> [To do] Set down the records again. Every word and mark must match exactly.

> [Data listing]
============================================================

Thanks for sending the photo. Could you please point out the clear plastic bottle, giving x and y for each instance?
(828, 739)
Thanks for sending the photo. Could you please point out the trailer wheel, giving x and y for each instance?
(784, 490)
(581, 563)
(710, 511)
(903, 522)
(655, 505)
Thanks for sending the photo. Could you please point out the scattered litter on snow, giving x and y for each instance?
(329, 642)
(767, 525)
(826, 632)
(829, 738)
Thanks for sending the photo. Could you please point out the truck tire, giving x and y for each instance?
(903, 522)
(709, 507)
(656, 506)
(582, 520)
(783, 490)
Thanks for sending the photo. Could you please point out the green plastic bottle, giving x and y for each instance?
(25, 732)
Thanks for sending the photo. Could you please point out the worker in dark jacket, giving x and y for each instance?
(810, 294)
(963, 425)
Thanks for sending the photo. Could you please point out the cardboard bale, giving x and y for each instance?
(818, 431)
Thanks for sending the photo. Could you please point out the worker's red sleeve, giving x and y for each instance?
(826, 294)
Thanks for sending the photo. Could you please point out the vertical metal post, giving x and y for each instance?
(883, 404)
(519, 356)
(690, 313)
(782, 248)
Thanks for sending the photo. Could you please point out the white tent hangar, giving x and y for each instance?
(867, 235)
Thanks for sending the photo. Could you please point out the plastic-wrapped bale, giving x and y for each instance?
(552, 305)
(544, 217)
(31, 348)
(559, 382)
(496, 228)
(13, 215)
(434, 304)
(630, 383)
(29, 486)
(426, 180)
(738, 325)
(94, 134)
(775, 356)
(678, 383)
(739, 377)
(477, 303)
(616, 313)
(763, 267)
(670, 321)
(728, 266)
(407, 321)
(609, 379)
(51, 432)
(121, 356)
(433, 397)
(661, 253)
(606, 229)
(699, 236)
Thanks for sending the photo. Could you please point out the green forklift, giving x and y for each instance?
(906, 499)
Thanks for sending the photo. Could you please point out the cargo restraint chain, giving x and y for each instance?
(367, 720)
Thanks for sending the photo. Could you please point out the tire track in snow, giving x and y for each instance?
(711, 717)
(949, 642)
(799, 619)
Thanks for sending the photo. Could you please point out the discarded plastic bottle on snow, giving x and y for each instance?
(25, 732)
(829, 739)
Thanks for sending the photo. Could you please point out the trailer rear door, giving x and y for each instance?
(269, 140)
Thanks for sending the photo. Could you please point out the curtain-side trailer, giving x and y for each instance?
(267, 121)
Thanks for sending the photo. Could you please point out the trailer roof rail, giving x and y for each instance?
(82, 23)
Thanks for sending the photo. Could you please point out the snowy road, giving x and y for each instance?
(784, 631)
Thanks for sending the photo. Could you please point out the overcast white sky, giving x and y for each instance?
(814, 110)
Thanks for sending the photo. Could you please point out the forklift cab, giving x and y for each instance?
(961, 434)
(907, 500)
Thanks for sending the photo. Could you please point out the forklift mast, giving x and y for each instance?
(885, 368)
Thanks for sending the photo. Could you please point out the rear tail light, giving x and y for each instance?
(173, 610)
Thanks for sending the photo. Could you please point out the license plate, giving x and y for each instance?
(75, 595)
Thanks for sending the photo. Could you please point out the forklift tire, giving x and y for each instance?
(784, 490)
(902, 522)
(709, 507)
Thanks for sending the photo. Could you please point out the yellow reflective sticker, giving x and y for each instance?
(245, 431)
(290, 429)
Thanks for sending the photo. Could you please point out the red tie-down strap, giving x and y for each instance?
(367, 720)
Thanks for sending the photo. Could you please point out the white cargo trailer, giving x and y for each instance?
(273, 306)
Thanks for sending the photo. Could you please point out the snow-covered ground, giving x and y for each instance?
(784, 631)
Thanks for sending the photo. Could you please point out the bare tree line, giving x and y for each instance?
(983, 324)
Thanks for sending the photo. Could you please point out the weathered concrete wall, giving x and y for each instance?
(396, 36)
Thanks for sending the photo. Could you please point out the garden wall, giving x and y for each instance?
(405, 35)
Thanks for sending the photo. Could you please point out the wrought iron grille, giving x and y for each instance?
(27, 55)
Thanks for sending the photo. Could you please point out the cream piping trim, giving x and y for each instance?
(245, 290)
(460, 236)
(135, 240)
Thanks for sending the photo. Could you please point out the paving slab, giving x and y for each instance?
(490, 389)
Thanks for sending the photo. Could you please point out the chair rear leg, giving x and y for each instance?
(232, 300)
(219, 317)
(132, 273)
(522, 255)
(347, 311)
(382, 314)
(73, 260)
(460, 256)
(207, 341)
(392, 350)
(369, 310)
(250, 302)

============================================================

> [Result of this task]
Thanks for sending the photo. Could you please point out the clear plastic bottle, giving x and y for each instance?
(828, 739)
Thanks for sending the photo. Could you please point out the trailer wheel, giving x and y for each instance?
(784, 490)
(581, 563)
(710, 511)
(903, 522)
(655, 505)
Thanks for sending the photo. Could you please point out the scattered litter on snow, giving x and y for each instance?
(329, 642)
(767, 525)
(826, 632)
(829, 738)
Thanks for sending the photo. Could you please point out the truck tire, giving x and y for each instance?
(903, 522)
(709, 507)
(656, 506)
(582, 520)
(783, 490)
Thanks for sending the photo. Could you please point out the green plastic bottle, giving x and y for each instance?
(25, 732)
Thanks for sending the photo. Could you please point out the worker in dark jacket, giving x and y for each instance?
(810, 294)
(963, 425)
Thanks for sending the photo. Could you please point out the cardboard bale, giving x and y for each instance?
(818, 431)
Thanks for sending the photo. Could you please point out the worker's red sleeve, giving x and y for each instance?
(826, 294)
Thanks for sending the photo. Could you please point out the vertical metal post, giving x and y for each instance?
(883, 404)
(519, 356)
(690, 313)
(782, 248)
Thanks for sending the photo. Could you please point out the white tent hangar, giving x and y for each instance?
(867, 235)
Thanks for sending the photo. Could you please point out the plastic-wrapped bale, giving x and y for each instance?
(552, 305)
(544, 217)
(31, 348)
(559, 382)
(496, 228)
(13, 215)
(434, 304)
(630, 383)
(29, 486)
(426, 180)
(738, 325)
(94, 134)
(775, 356)
(678, 383)
(739, 377)
(477, 303)
(616, 313)
(763, 267)
(670, 321)
(728, 266)
(407, 321)
(609, 379)
(51, 432)
(121, 356)
(433, 397)
(661, 253)
(606, 229)
(699, 236)
Thanks for sending the photo. Could you please point out the green forklift, giving x and y for each instance?
(906, 499)
Thanks for sending the photo. Could you please point out the cargo restraint chain, giving x and y for each instance?
(367, 720)
Thanks for sending the photo. Could you please point out the tire track in snow, giving x and y for each instance?
(711, 717)
(949, 642)
(799, 619)
Thanks for sending the photo. Could you please point out the discarded plastic bottle on snow, giving x and y for each instance?
(25, 732)
(829, 739)
Thanks for sending the photo. Could you please point out the trailer rear door, giving x and y for each instance?
(269, 140)
Thanks for sending the photo. Could you please point out the curtain-side trailer, giving x and y for each instance?
(267, 121)
Thanks for sending the photo. Could you please point out the trailer roof rail, giving x and y for each instance?
(82, 23)
Thanks for sending the photo. Could you please point out the snowy road, giving x and y for each instance?
(784, 631)
Thanks for sending the photo. Could you please point out the overcast white sky, giving x and y for each instance?
(814, 110)
Thanks for sending the photo. Could you please point out the forklift cab, giving x and y for each instance?
(961, 434)
(907, 500)
Thanks for sending the photo. Could you please point out the forklift mast, giving x and y for each instance?
(885, 368)
Thanks for sending the photo. Could you please point out the rear tail light, giving x and y for each instance?
(173, 610)
Thanks for sending the photo. Could you please point out the license plate, giving x and y for each instance?
(75, 595)
Thanks for sending the photo. Could you please point out the forklift tire, giving x and y for each instance?
(784, 490)
(902, 522)
(709, 507)
Thanks for sending the photo. Could you please point out the yellow reflective sticker, giving x and y for each instance?
(245, 431)
(290, 429)
Thanks for sending the photo. Could you please point out the red tie-down strap, giving x and y for each instance?
(367, 720)
Thanks for sending the photo. Could you please point out the white cargo trailer, giving x and y for each instance?
(273, 306)
Thanks for sending the photo. Could you please point out the snow-covered ground, giving x and y for each instance?
(784, 631)
Thanks for sending the photo. Could you please point out the bare tree line, giving x and y for each instance?
(983, 324)
Thanks for sending the photo. Could you please point out the weathered concrete wall, giving x and y for each instance?
(396, 36)
Thanks for sending the photo. Could you please point out the garden wall, giving x and y for each instance?
(405, 35)
Thanks for sending the photo. Could you please point out the wrought iron grille, giving x and y for each instance?
(27, 55)
Thanks for sending the photo. Could you please point out the cream piping trim, giving x and y for each instance?
(245, 290)
(460, 236)
(135, 240)
Thanks for sending the photo. Could you please point out the paving slab, giving x and y for each instance?
(490, 389)
Thanks for sending the photo. Could you please point out the chair rear leg, giving x and y for each instance?
(232, 300)
(219, 317)
(132, 273)
(522, 255)
(347, 311)
(382, 314)
(73, 260)
(460, 256)
(207, 341)
(392, 350)
(369, 310)
(250, 302)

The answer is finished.